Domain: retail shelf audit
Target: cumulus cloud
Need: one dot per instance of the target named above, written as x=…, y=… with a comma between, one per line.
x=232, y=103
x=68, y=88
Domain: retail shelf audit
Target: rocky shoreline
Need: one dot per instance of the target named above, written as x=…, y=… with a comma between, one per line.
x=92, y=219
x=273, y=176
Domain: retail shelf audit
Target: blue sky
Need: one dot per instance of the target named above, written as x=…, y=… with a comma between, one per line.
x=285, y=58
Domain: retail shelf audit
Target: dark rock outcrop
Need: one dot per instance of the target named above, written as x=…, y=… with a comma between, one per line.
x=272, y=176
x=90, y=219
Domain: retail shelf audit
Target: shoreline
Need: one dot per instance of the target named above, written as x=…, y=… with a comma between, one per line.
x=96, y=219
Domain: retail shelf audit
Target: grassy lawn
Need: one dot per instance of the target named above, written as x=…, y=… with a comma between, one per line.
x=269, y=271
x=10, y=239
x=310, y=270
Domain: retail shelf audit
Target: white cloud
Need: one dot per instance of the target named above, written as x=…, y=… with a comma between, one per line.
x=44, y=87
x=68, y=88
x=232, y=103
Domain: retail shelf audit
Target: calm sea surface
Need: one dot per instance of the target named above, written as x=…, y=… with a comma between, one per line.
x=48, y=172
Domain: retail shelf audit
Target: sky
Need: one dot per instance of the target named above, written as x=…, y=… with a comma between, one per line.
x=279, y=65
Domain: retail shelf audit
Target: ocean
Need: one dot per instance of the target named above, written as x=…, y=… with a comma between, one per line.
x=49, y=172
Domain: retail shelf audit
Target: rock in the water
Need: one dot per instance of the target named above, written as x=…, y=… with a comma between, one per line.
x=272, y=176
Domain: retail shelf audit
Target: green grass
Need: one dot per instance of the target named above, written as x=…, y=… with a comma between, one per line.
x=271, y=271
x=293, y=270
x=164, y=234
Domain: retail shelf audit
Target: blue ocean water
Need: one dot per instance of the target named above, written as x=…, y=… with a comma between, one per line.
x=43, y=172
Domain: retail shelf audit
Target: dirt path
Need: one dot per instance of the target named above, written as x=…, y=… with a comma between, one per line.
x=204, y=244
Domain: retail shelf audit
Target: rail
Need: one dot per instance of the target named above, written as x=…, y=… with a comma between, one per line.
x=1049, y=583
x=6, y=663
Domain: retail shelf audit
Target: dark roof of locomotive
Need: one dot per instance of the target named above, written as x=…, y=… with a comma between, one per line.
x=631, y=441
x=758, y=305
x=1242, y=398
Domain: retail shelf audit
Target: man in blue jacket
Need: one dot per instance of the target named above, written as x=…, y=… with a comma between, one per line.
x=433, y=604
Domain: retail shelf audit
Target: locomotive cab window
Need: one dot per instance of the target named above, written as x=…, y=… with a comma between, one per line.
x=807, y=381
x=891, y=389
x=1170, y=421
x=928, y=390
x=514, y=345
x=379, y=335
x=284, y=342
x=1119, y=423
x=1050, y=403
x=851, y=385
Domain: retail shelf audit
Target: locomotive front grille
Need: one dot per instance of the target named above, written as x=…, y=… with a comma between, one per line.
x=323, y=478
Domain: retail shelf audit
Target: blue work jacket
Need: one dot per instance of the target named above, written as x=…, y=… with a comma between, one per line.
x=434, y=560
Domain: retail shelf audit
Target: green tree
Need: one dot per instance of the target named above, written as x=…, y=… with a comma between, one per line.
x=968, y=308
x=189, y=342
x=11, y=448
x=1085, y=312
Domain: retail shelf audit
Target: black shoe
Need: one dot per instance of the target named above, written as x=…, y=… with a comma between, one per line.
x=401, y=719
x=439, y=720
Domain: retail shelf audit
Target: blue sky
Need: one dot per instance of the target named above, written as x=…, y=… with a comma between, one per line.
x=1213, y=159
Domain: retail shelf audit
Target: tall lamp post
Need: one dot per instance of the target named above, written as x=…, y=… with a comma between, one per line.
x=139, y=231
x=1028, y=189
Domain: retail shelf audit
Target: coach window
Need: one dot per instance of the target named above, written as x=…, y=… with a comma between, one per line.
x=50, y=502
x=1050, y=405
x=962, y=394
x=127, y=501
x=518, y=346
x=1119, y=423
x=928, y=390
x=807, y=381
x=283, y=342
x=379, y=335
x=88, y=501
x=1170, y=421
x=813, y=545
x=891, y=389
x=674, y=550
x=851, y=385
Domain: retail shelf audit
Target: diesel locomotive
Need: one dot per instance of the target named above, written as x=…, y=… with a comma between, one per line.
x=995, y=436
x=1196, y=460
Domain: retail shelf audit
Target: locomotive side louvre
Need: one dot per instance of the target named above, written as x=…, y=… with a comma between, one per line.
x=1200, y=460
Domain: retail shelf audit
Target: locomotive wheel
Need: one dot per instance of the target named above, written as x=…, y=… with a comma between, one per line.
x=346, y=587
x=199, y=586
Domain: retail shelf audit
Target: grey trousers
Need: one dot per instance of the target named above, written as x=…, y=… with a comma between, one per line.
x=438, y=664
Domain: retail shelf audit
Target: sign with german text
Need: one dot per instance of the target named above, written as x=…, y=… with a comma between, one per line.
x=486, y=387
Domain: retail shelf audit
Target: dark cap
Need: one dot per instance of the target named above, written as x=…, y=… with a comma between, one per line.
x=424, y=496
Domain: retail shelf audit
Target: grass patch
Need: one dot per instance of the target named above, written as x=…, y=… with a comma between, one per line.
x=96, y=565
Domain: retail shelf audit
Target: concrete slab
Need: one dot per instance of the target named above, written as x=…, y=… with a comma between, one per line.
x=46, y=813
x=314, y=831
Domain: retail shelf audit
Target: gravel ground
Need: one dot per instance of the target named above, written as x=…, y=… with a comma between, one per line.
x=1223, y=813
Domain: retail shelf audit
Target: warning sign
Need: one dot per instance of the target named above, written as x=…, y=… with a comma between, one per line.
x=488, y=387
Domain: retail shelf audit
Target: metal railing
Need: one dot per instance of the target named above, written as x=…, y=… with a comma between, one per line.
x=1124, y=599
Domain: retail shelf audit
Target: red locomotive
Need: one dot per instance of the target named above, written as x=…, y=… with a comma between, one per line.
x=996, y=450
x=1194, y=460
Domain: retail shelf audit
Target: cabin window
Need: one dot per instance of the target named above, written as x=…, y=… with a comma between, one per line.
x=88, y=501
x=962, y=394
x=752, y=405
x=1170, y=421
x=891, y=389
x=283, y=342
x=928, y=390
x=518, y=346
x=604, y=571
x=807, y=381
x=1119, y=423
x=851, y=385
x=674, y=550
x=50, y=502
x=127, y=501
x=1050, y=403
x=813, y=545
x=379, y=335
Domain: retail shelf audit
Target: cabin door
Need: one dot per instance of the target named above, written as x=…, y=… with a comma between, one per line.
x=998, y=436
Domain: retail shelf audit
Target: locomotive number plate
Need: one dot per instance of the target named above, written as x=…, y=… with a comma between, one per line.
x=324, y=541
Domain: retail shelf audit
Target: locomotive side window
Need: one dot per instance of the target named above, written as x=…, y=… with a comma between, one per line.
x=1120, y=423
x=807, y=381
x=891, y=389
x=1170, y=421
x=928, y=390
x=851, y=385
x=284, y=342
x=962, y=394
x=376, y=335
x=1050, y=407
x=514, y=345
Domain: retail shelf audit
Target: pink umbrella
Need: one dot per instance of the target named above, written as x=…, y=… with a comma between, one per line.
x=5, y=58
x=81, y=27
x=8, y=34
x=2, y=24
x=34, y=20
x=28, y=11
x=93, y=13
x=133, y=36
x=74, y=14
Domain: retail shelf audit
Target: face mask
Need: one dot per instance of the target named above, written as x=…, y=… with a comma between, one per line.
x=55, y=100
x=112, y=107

> **WORK TO COMPLETE**
Write out all of the material again, swapping "retail shelf audit" for "scene labeling" wherever it appears and leaving everything else unchanged.

> **RIGHT ANSWER**
Domain: scene labeling
Target: cumulus cloud
Need: one dot per instance of the target named above, written as x=…, y=… with a comma between, one per line.
x=232, y=103
x=68, y=88
Domain: scene labeling
Target: rocky shoreline
Need: one dot per instance of the target named above, written as x=…, y=… with a comma between, one per line.
x=92, y=219
x=273, y=176
Domain: scene labeling
Target: blue sky
Need: one dot per instance of the target named above, written as x=…, y=… with a comma between, one per line.
x=285, y=58
Domain: scene labeling
Target: dark rock outcrop
Need: one dot per instance of the target named above, written as x=…, y=… with a comma between, one per line.
x=272, y=176
x=90, y=219
Domain: scene labeling
Target: shoreline
Need: one dot per instance of the target named above, written as x=…, y=… with a comma between, one per line.
x=96, y=219
Domain: scene labeling
Target: grassy lawn
Need: one dot per instance of the target named above, written as x=…, y=… with a comma between, one per line.
x=269, y=271
x=10, y=239
x=310, y=270
Domain: scene labeling
Target: white cloud
Need: one dot per instance of the target named above, written as x=…, y=… with a comma between, one per line.
x=44, y=87
x=68, y=88
x=232, y=103
Domain: scene labeling
Target: calm sea surface
Need: one dot per instance of the target named above, written as x=…, y=… with a comma between, one per line.
x=48, y=172
Domain: scene labeling
Target: sky
Need: one dot per instance of the target named above, written as x=…, y=… with a comma between, one per line.
x=279, y=65
Domain: scene labeling
Target: ocean
Need: one dot per instance of the target named above, written as x=…, y=… with a comma between, one per line.
x=49, y=172
Domain: scene labeling
Target: rock in the water
Need: one dot per instance of the target named above, written as x=…, y=… with a comma between, one per line.
x=272, y=176
Domain: scene labeling
Target: green grass
Need: one dot per instance of the target named above, written as x=…, y=… with a comma between, one per line.
x=271, y=271
x=293, y=270
x=164, y=234
Domain: scene labeling
Target: blue ocean water
Need: one dot per instance of the target named above, written as x=…, y=… with a comma between, one per line.
x=43, y=172
Domain: scene labeling
Target: dirt path
Need: one dot per instance of the target named above, written as x=…, y=… with a comma between, one per line.
x=204, y=244
Domain: scene labeling
Target: rail
Need: one dot per instance of the target named above, written as x=…, y=… with a comma between, one per line.
x=1049, y=583
x=6, y=663
Domain: scene labeling
Target: dark roof of locomotive
Need: one dot per instance of the target named above, written as x=…, y=… with a comma between, one per line.
x=631, y=441
x=758, y=305
x=1242, y=398
Domain: scene labeling
Target: man in blue jacket
Need: one dot per instance of the target named above, written as x=…, y=… with a comma between, one per line.
x=433, y=604
Domain: scene labeling
Target: locomotive cab window
Need: one dot per instance of the target named above, written as x=…, y=… with a comma between, one per line.
x=807, y=381
x=891, y=389
x=1170, y=421
x=928, y=390
x=514, y=345
x=379, y=335
x=284, y=342
x=1119, y=423
x=1050, y=403
x=851, y=385
Domain: scene labeling
Target: locomotive front grille
Need: one dot per instance of the target named above, written as x=…, y=… with a comma between, one per line.
x=323, y=478
Domain: scene labeling
Target: blue work jacket
Need: one dot per instance of the target named above, written as x=…, y=… with a comma between, one per line.
x=434, y=560
Domain: scene labeling
Target: green tree
Need: one dot per instance of the target named above, written as x=…, y=… with a comma between, one per line.
x=968, y=308
x=189, y=342
x=11, y=448
x=1085, y=312
Domain: scene labeling
Target: black shoe
Need: one dot per instance of the target named above, written as x=…, y=… with a comma between, one per line.
x=401, y=719
x=439, y=720
Domain: scene labeling
Target: blue sky
Need: one dot per instance of the target named above, written as x=…, y=… with a comma between, one per line.
x=1213, y=159
Domain: scene labeling
Target: tall lamp post
Need: one dot per instance of the target named above, written as x=…, y=… with a comma between, one per line.
x=139, y=231
x=1028, y=189
Domain: scene labeling
Target: coach window
Need: one dot per instance of the target named above, written as x=…, y=… with a comma between, one per line.
x=50, y=502
x=1050, y=405
x=962, y=394
x=127, y=501
x=518, y=346
x=1119, y=423
x=928, y=390
x=807, y=381
x=283, y=342
x=379, y=335
x=88, y=501
x=1170, y=421
x=813, y=545
x=891, y=389
x=674, y=550
x=851, y=385
Domain: scene labeling
Target: diesel locomotive
Need: one dot per instance of the target named above, written as x=…, y=… with a comma between, one per line.
x=995, y=436
x=1196, y=460
Domain: scene labeling
Target: locomotive side louvre
Need: one dot per instance of the target named above, written as x=…, y=… with a comma between, one per line.
x=1200, y=460
Domain: scene labeling
Target: locomotive wheel
Need: one dot per instance of the target named above, written as x=…, y=… with a comma between, one per line.
x=346, y=587
x=199, y=586
Domain: scene labeling
Target: grey trousers
Need: one dot per instance of the target named above, written as x=…, y=… with a comma between, one per line.
x=438, y=664
Domain: scene labeling
Target: sign with german text
Need: one dot per instance of the target named above, written as x=…, y=… with a comma between, one per line.
x=486, y=387
Domain: scene labeling
Target: dark cap
Need: one dot per instance of the target named above, written as x=…, y=… with a comma between, one per line.
x=424, y=496
Domain: scene labeling
Target: grass patch
Need: one dot per instance of the target named above, written as x=…, y=… with a comma between, one per line.
x=96, y=565
Domain: scene labeling
Target: concrete slab
Need: one dot per instance of the target named above, written as x=…, y=… with a comma between, one per line.
x=46, y=813
x=314, y=831
Domain: scene labeling
Target: gravel ground
Need: one dot per instance of the target named above, written as x=…, y=… with a comma between, one per line.
x=1223, y=813
Domain: scene labeling
Target: warning sign
Need: one dot per instance of the target named above, written as x=…, y=… with a comma between, one per line.
x=488, y=387
Domain: scene labeling
Target: metal railing
Need: one dot per instance of the target named above, written as x=…, y=… with a comma between, one per line.
x=1124, y=599
Domain: scene labeling
Target: red locomotive
Need: one dot per instance of the target named above, written as x=…, y=… with a comma between, one per line.
x=996, y=450
x=1194, y=460
Domain: scene labeling
Target: cabin window
Need: one dot per instance of the target named above, written as x=…, y=… with a comma between, one per line.
x=88, y=501
x=962, y=394
x=752, y=405
x=1170, y=421
x=891, y=389
x=283, y=342
x=928, y=390
x=518, y=346
x=604, y=571
x=807, y=381
x=1119, y=423
x=851, y=385
x=674, y=550
x=50, y=502
x=127, y=501
x=1050, y=403
x=813, y=545
x=379, y=335
Domain: scene labeling
Target: cabin door
Need: one dot per instance of the target named above, written as x=…, y=… with a comma between, one per line.
x=998, y=436
Domain: scene labeling
Target: locomotive number plate
Need: one dot per instance of the target named above, written as x=…, y=… with a comma between, one per line.
x=324, y=541
Domain: scene labeling
Target: locomotive side window
Need: one dot per instance of the target named above, written as x=…, y=… with a comma between, one per line.
x=1120, y=423
x=807, y=381
x=891, y=389
x=1170, y=421
x=928, y=390
x=851, y=385
x=284, y=342
x=962, y=394
x=376, y=335
x=1050, y=407
x=514, y=345
Domain: scene labeling
Target: pink umbrella
Need: one dot per instance of the target named above, written as x=…, y=… with a comma between, one per line.
x=5, y=58
x=81, y=27
x=8, y=34
x=2, y=24
x=34, y=20
x=28, y=11
x=93, y=13
x=133, y=36
x=74, y=14
Domain: scene labeling
Target: face mask
Need: one dot per instance of the target named above, written as x=…, y=… with a comma between, one per line.
x=55, y=100
x=112, y=107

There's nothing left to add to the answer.